- [Document excerpt]:
%%

[antlr-interest] on "crap" grammars

Justin Murray jmurray at aerotech.com
Thu Jul 21 09:42:20 PDT 2011


As Jim pointed out, your problem with tokens showing up in error 
messages as <invalid> is because you just inlined lexer tokens (in your 
"type" rule) without giving them a name. Try making two real lexer rules 
with the names you would like to see:

INT : 'int';
FLOAT : 'float';
type : INT | FLOAT;

If you look at the generated C code, you will see how it determines the 
string to use from this name. It is also fairly simple to override the 
printed string on a case by case basis if that seems appropriate for 
your errors. This may be necessary if you discover that the #defines 
generated for INT and FLOAT conflict with other defines used in your 
code and libraries. You can solve this generically by adding an 
underscore to the end of the name (INT_ and FLOAT_), and then just strip 
off the last character in your error handler.

%%

- [Job A]: Pick out every line in the entries below that contains the word "return".

- [Dataset rows]:
%%

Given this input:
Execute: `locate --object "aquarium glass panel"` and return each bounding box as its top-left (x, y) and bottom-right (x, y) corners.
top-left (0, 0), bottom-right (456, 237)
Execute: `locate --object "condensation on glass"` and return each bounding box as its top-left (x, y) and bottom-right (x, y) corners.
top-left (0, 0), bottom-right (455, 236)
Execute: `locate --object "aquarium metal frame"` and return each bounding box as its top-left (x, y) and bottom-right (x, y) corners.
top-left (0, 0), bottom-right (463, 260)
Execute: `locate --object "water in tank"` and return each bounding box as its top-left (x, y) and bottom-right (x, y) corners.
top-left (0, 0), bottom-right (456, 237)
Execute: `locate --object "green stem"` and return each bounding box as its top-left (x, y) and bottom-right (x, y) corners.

%%

- [Job B]: Quote the post on naming lexer tokens, starting with "If you look" and going on through "your error handler.".

- [Response A]:
Execute: `locate --object "aquarium glass panel"` and return each bounding box as its top-left (x, y) and bottom-right (x, y) corners.
Execute: `locate --object "condensation on glass"` and return each bounding box as its top-left (x, y) and bottom-right (x, y) corners.
Execute: `locate --object "aquarium metal frame"` and return each bounding box as its top-left (x, y) and bottom-right (x, y) corners.
Execute: `locate --object "water in tank"` and return each bounding box as its top-left (x, y) and bottom-right (x, y) corners.
Execute: `locate --object "green stem"` and return each bounding box as its top-left (x, y) and bottom-right (x, y) corners.

- [Response B]:
If you look at the generated C code, you will see how it determines the 
string to use from this name. It is also fairly simple to override the 
printed string on a case by case basis if that seems appropriate for 
your errors. This may be necessary if you discover that the #defines 
generated for INT and FLOAT conflict with other defines used in your 
code and libraries. You can solve this generically by adding an 
underscore to the end of the name (INT_ and FLOAT_), and then just strip 
off the last character in your error handler.